TASK OBJECTIVE:
Collect every line of the listing that contains the string "white". Match its case exactly.

RAW RECORDS:

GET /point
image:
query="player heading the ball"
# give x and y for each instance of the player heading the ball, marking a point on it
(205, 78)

==

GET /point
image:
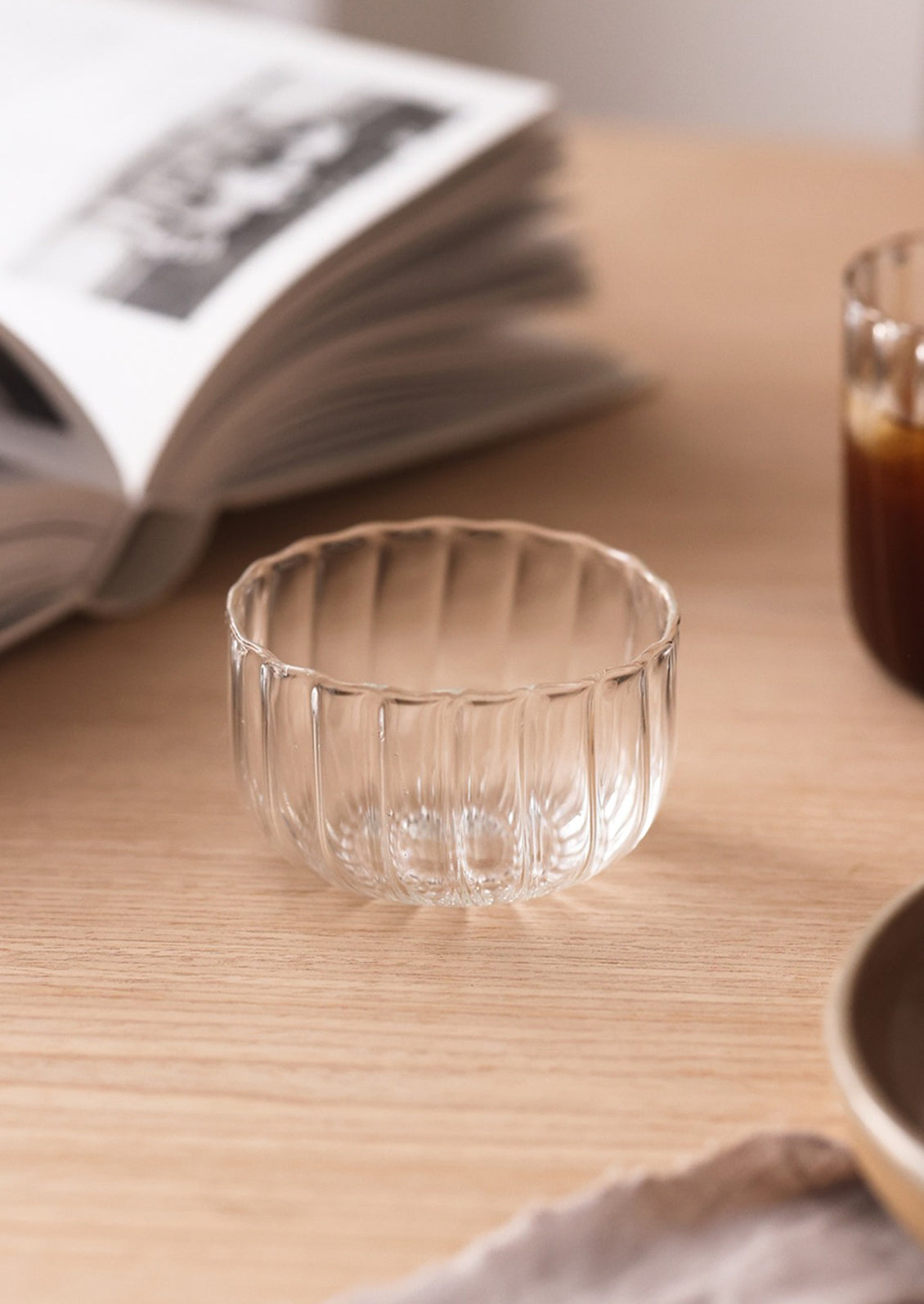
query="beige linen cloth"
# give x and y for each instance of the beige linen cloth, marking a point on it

==

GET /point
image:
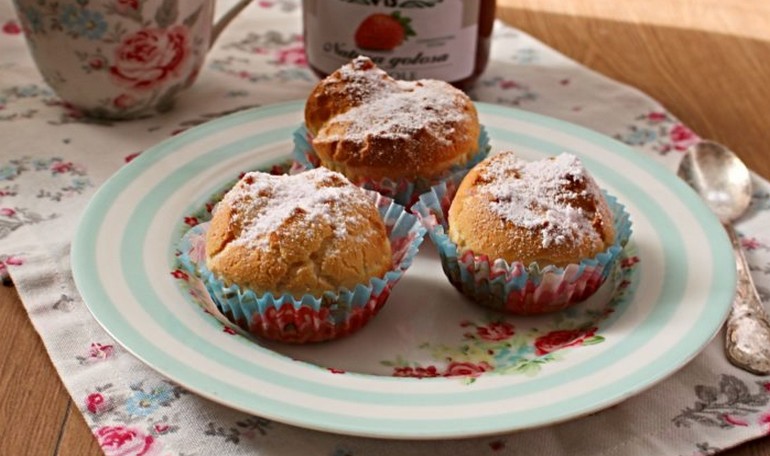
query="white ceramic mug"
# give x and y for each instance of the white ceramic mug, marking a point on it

CORRECT ANSWER:
query="white ceramic mug"
# give x and y for each instance of the white ceramic mug, marking a point on it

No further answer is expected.